═══ Extracted entries ═══

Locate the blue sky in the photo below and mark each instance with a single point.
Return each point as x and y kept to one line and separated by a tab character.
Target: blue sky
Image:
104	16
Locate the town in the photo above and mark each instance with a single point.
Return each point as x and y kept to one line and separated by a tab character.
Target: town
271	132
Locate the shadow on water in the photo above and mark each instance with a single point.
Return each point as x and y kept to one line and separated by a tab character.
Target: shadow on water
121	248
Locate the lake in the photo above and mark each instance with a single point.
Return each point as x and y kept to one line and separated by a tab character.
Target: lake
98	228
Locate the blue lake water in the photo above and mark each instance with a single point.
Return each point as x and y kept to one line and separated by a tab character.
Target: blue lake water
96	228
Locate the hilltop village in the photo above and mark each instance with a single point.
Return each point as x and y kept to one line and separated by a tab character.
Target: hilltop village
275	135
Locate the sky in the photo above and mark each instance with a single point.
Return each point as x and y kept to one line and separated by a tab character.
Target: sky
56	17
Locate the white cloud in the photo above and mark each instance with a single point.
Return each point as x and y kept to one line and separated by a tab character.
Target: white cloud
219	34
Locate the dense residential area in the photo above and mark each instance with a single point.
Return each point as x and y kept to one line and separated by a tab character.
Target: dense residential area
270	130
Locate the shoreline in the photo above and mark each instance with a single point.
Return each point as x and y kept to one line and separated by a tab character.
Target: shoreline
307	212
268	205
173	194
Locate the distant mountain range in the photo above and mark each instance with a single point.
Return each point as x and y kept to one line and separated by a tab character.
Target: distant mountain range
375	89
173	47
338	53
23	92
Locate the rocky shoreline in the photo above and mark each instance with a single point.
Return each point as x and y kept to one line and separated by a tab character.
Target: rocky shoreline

═══
═══ Extracted entries ═══

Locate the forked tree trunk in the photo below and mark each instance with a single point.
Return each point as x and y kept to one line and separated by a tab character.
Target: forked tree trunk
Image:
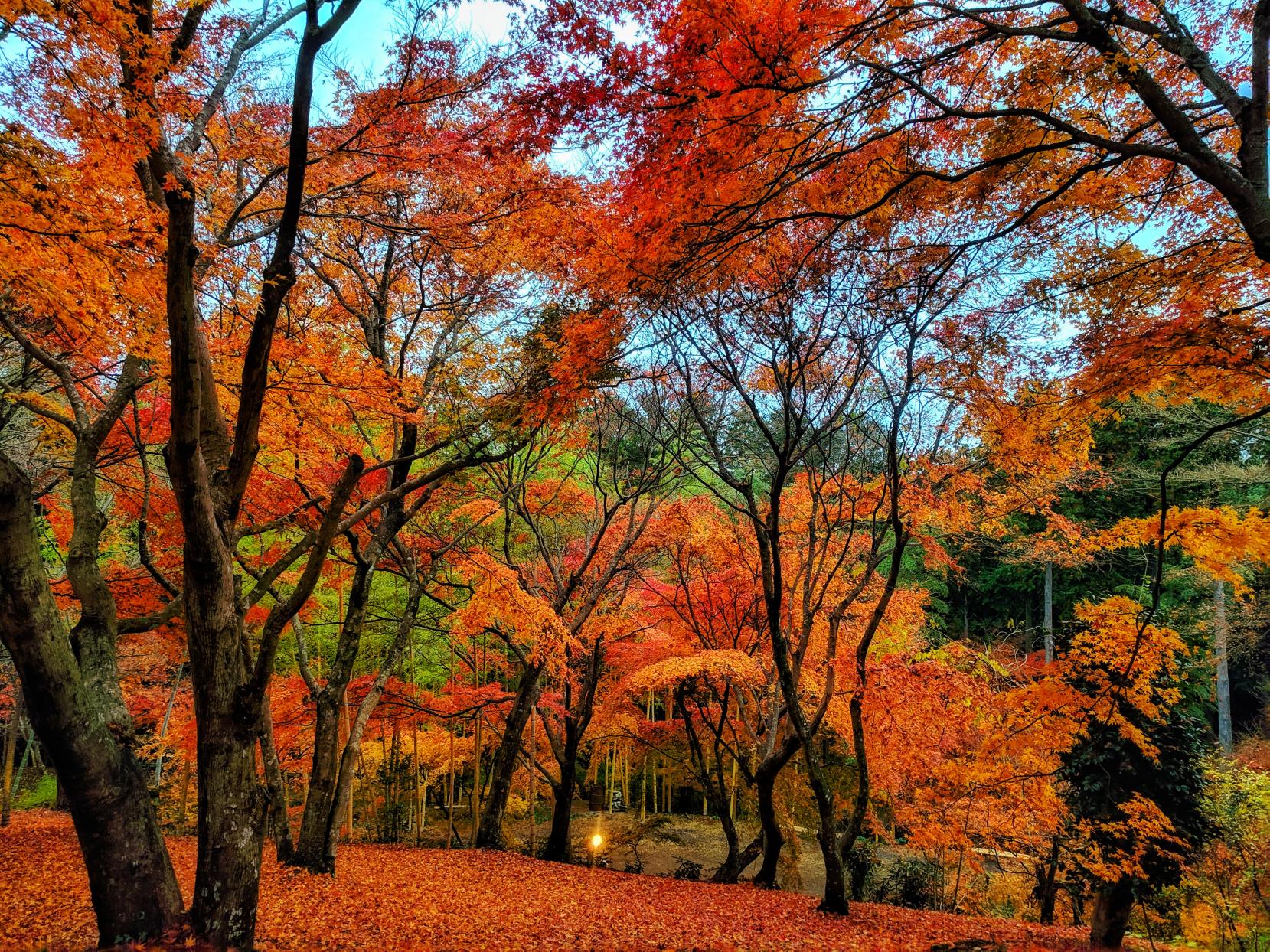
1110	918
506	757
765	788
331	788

═══

Exercise directions: Taking the listing above as the source, transcribe only the lines starting at the line with "Locate the blue sky" and going through the line with "Locate the town", unaltered and with both ends included.

Solution for this task:
Locate the blue sky in the photo below and mark each instance with a single point.
Return each point as x and y kept to one line and separated by a tab character.
Target: blue sky
Image:
104	16
Locate the town in the photo above and mark each instance with a single point.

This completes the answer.